Required task >>
Rewrite the records from the line with "Tag the dark purple" through the end, replacing "dot" with "point" and changing nothing else.
Begin Dataset excerpts
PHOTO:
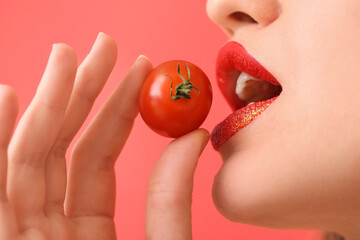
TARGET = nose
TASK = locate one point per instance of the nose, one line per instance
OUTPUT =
(234, 14)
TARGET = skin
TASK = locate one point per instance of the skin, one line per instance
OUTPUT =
(33, 177)
(297, 165)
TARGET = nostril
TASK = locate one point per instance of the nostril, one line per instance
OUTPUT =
(242, 17)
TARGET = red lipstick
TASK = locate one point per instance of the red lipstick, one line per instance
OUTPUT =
(233, 59)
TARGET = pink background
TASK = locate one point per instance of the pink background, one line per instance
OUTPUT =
(162, 30)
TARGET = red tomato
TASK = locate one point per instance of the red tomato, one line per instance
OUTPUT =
(172, 102)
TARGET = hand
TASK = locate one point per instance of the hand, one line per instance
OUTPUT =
(36, 200)
(34, 184)
(168, 210)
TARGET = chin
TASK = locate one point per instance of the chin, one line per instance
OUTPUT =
(242, 194)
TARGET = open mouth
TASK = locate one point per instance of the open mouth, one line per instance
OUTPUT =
(247, 86)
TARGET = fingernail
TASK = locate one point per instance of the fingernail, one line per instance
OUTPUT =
(142, 57)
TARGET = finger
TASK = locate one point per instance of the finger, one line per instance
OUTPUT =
(90, 80)
(8, 113)
(168, 207)
(36, 133)
(91, 190)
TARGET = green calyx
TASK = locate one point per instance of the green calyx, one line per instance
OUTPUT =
(182, 90)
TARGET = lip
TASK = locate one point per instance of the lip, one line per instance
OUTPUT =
(233, 59)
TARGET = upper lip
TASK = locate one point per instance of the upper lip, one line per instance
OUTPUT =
(233, 59)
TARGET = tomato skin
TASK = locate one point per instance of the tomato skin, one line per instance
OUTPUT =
(174, 118)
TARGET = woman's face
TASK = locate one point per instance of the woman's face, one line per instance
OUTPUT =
(298, 164)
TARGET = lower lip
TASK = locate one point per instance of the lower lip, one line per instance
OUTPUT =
(237, 120)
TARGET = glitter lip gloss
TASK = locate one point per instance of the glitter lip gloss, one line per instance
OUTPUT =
(233, 59)
(237, 120)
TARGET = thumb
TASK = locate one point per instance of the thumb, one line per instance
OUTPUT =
(168, 208)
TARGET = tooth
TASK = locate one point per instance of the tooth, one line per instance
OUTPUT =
(250, 103)
(241, 83)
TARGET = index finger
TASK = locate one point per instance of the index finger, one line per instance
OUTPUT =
(168, 209)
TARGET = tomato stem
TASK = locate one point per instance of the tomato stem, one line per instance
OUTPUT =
(182, 90)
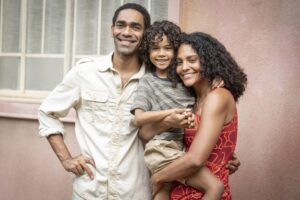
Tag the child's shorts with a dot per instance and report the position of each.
(159, 153)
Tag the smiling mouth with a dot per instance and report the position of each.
(126, 41)
(186, 76)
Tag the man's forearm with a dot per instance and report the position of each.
(59, 147)
(142, 118)
(148, 131)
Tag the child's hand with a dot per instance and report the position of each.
(179, 118)
(190, 116)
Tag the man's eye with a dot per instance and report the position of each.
(119, 25)
(136, 28)
(154, 48)
(178, 62)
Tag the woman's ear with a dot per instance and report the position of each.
(217, 83)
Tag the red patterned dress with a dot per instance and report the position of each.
(216, 162)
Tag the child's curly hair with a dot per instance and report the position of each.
(216, 62)
(155, 34)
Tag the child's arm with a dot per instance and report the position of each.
(180, 118)
(142, 117)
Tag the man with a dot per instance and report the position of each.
(102, 91)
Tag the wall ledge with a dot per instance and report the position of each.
(28, 111)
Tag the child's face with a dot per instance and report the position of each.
(161, 55)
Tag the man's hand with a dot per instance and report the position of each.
(78, 165)
(233, 165)
(180, 118)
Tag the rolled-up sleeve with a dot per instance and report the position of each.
(65, 96)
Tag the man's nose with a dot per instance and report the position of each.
(184, 65)
(127, 30)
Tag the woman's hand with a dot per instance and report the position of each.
(155, 184)
(234, 164)
(180, 118)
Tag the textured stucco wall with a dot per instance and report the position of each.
(29, 169)
(263, 36)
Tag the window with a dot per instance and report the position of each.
(41, 39)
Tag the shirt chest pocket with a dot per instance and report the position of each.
(95, 105)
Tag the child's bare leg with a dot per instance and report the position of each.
(205, 180)
(163, 194)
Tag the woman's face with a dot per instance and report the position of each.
(188, 65)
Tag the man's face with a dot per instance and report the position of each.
(128, 31)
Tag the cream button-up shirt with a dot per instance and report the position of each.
(103, 127)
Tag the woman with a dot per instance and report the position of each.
(201, 59)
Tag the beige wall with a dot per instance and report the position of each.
(263, 36)
(29, 169)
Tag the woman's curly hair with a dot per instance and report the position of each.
(216, 62)
(152, 36)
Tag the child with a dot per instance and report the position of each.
(158, 95)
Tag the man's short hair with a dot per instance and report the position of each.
(137, 7)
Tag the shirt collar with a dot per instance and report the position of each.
(106, 64)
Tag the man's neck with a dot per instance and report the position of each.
(126, 64)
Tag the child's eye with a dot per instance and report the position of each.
(154, 48)
(178, 62)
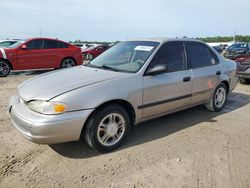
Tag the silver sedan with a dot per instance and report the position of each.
(132, 82)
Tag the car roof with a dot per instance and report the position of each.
(45, 38)
(163, 40)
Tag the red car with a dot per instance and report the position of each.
(94, 51)
(39, 53)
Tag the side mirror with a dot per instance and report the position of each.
(24, 47)
(158, 69)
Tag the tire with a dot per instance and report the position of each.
(90, 56)
(85, 56)
(218, 99)
(242, 80)
(107, 128)
(4, 68)
(67, 63)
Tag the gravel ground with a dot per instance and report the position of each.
(192, 148)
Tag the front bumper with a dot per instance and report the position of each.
(46, 129)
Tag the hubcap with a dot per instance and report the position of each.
(111, 129)
(220, 97)
(4, 68)
(68, 63)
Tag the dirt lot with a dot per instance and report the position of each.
(193, 148)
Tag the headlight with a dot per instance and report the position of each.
(45, 107)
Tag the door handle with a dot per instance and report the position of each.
(218, 73)
(186, 79)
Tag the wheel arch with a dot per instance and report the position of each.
(227, 85)
(123, 103)
(11, 66)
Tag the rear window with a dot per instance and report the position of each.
(35, 44)
(48, 44)
(199, 55)
(62, 45)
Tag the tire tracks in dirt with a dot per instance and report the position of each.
(16, 165)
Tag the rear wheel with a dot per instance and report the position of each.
(107, 128)
(242, 80)
(90, 56)
(67, 63)
(217, 101)
(4, 68)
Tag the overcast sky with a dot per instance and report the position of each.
(110, 20)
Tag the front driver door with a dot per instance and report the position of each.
(168, 91)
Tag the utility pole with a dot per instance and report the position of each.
(234, 36)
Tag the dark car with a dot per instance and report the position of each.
(94, 51)
(7, 43)
(237, 49)
(243, 67)
(38, 53)
(218, 49)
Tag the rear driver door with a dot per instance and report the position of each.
(168, 91)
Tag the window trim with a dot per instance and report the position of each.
(210, 51)
(50, 48)
(159, 51)
(27, 43)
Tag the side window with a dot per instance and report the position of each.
(49, 44)
(200, 55)
(62, 45)
(173, 56)
(35, 44)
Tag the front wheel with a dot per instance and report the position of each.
(67, 63)
(107, 128)
(90, 56)
(217, 101)
(4, 68)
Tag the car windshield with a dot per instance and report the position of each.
(18, 43)
(127, 56)
(239, 45)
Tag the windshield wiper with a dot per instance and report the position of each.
(109, 67)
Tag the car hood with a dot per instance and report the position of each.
(50, 85)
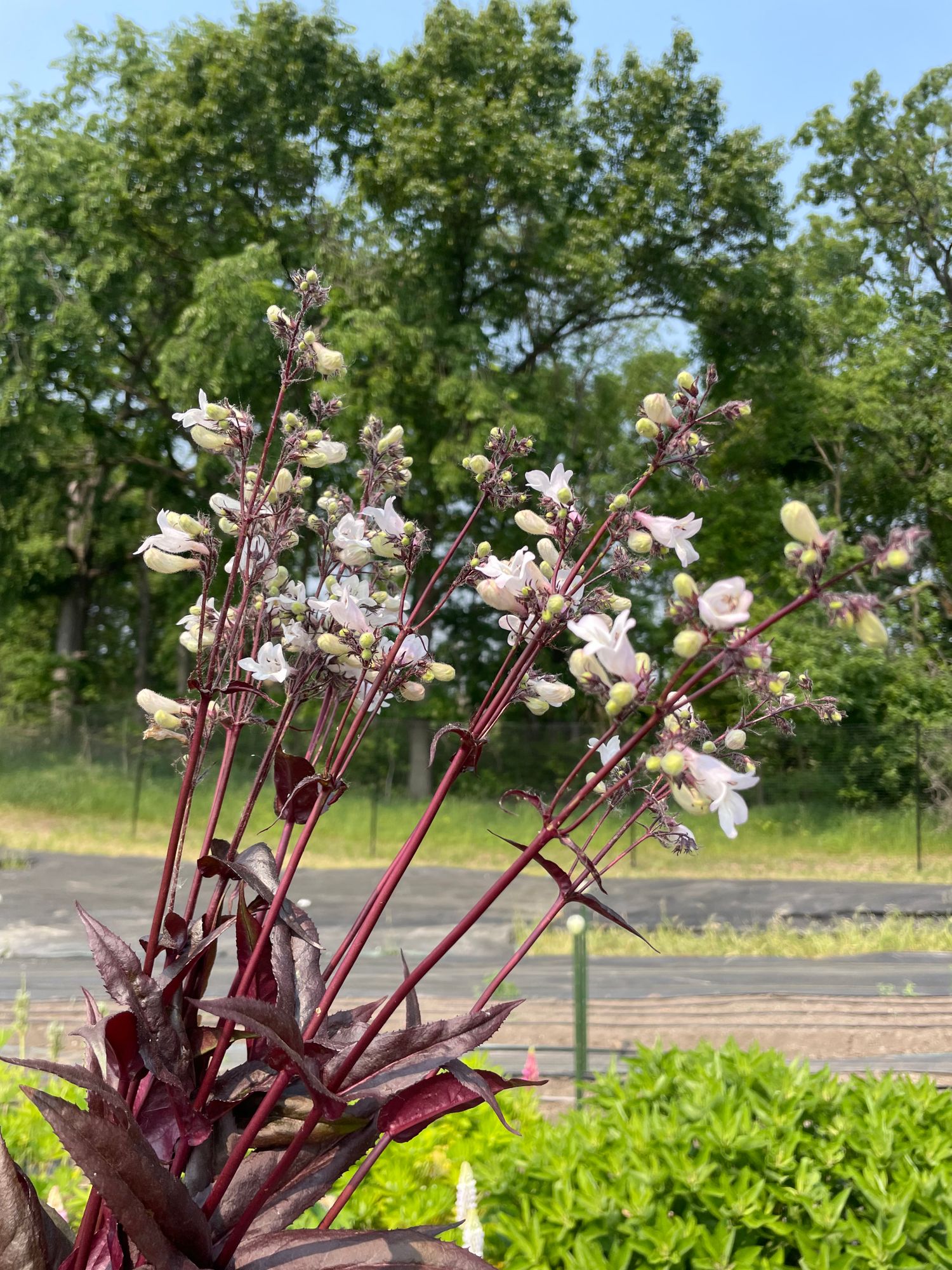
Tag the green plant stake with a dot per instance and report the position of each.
(578, 926)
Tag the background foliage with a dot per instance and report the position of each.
(512, 237)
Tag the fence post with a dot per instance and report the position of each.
(918, 798)
(578, 928)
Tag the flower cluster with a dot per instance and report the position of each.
(308, 656)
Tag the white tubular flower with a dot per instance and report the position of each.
(552, 692)
(388, 519)
(347, 613)
(671, 533)
(154, 702)
(610, 643)
(554, 486)
(323, 453)
(268, 666)
(725, 605)
(658, 408)
(715, 789)
(607, 751)
(800, 523)
(531, 523)
(172, 540)
(351, 542)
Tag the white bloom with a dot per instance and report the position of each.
(550, 692)
(725, 605)
(351, 542)
(323, 453)
(552, 486)
(610, 643)
(715, 789)
(607, 751)
(172, 542)
(389, 520)
(671, 533)
(270, 665)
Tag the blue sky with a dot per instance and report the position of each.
(777, 60)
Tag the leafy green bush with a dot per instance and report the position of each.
(706, 1160)
(32, 1142)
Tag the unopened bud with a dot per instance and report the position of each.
(689, 643)
(531, 523)
(332, 646)
(673, 764)
(658, 408)
(871, 631)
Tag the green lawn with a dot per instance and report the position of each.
(88, 807)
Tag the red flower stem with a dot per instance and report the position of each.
(359, 1177)
(228, 759)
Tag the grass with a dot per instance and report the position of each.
(82, 807)
(779, 938)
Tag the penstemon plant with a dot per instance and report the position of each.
(213, 1125)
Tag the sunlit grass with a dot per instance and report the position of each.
(88, 808)
(779, 938)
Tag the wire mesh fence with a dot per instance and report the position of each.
(908, 769)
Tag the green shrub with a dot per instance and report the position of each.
(706, 1160)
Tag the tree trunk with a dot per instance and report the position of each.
(418, 778)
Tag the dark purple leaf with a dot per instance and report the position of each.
(256, 867)
(153, 1206)
(296, 788)
(312, 1177)
(469, 746)
(281, 1031)
(395, 1060)
(162, 1046)
(409, 1113)
(352, 1250)
(22, 1243)
(413, 1003)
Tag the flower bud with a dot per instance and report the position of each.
End Dataset excerpts
Exercise output >>
Tag the dark purple leaf with a point per instance and report the position of each.
(256, 867)
(153, 1206)
(296, 788)
(312, 1177)
(469, 746)
(281, 1031)
(395, 1060)
(162, 1046)
(409, 1113)
(352, 1250)
(22, 1243)
(413, 1003)
Tag the flower bud with a point per instance and report the position of each.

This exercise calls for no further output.